── Page excerpt ──
Cluster Analysis
Cluster Analysis or Clustering is the process of dividing the population or data points into a number of groups with data points in the same group having similar user-selected attributes or characteristics. For example, this cluster analysis workflow can identify areas in a map that can be related to the best producing wells which can in turn help you propose new wells on an exploratory basis and interpret and analyze goelogical facies.
To run Cluster Analysis:
-
In Spotfire with your data loaded, go to Analytics Explorer > Machine Learning > Cluster Analysis
-
In the Cluster Analysis dialog box, select the data table to run the analysis on and the features to include in the analysis. If you want to limit the analysis to marked rows, check Limit data using markings. The default is to use all data in the selected table.
Other settings include the Algorithm (currently SOM), the Algorithm Settings, and the Visualization Settings. See Cluster Analysis dialog box for details.
-
The current available algorithm is Self-Organizing Map (SOM). Default algorithm settings have been selected and tested by our data analytics team. However, you can adjust the settings if required. See Algorithm Settings for a brief description of each. Mastering the settings is beyond the scope of this document.
-
Specify the visualization settings - the attributes for the X and Y axes for the scatter plot. You can also change the axes attributes on the chart itself after the analysis has been run. The application will default to X and Y values in the table if XY columns exist.
───
Aim of the exercise: Please transcribe the Cluster Analysis page above in full, word for word.
── Recorded information ──
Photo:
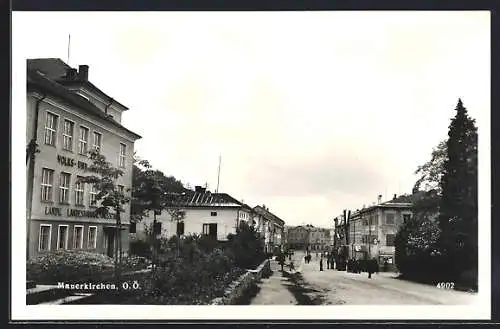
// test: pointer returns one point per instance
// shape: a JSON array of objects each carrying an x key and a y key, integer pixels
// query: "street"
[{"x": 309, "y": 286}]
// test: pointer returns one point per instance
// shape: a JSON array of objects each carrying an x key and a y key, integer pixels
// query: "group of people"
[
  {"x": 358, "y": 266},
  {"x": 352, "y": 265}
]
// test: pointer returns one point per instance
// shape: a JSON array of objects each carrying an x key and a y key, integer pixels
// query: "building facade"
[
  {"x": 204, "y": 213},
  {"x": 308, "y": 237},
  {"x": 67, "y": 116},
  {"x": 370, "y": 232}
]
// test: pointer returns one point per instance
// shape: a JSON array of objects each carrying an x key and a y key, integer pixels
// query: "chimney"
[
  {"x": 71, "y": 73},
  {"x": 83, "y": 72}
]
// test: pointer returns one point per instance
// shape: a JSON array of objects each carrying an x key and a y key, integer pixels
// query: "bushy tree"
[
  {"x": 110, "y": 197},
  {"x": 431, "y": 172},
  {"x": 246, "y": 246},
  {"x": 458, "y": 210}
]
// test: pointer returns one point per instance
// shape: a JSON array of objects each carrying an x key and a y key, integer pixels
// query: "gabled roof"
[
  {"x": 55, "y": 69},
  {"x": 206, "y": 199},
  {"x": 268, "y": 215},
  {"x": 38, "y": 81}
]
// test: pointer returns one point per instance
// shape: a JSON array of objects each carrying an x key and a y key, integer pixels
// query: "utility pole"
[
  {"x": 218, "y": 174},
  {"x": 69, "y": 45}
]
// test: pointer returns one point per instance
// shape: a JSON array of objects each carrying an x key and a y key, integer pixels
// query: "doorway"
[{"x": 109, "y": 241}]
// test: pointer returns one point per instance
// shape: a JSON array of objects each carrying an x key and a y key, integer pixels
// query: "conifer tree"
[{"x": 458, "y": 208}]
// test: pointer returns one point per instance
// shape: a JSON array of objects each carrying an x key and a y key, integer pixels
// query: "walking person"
───
Solved problem:
Cluster Analysis
Cluster Analysis or Clustering is the process of dividing the population or data points into a number of groups with data points in the same group having similar user-selected attributes or characteristics. For example, this cluster analysis workflow can identify areas in a map that can be related to the best producing wells which can in turn help you propose new wells on an exploratory basis and interpret and analyze goelogical facies.
To run Cluster Analysis:
-
In Spotfire with your data loaded, go to Analytics Explorer > Machine Learning > Cluster Analysis
-
In the Cluster Analysis dialog box, select the data table to run the analysis on and the features to include in the analysis. If you want to limit the analysis to marked rows, check Limit data using markings. The default is to use all data in the selected table.
Other settings include the Algorithm (currently SOM), the Algorithm Settings, and the Visualization Settings. See Cluster Analysis dialog box for details.
-
The current available algorithm is Self-Organizing Map (SOM). Default algorithm settings have been selected and tested by our data analytics team. However, you can adjust the settings if required. See Algorithm Settings for a brief description of each. Mastering the settings is beyond the scope of this document.
-
Specify the visualization settings - the attributes for the X and Y axes for the scatter plot. You can also change the axes attributes on the chart itself after the analysis has been run. The application will default to X and Y values in the table if XY columns exist.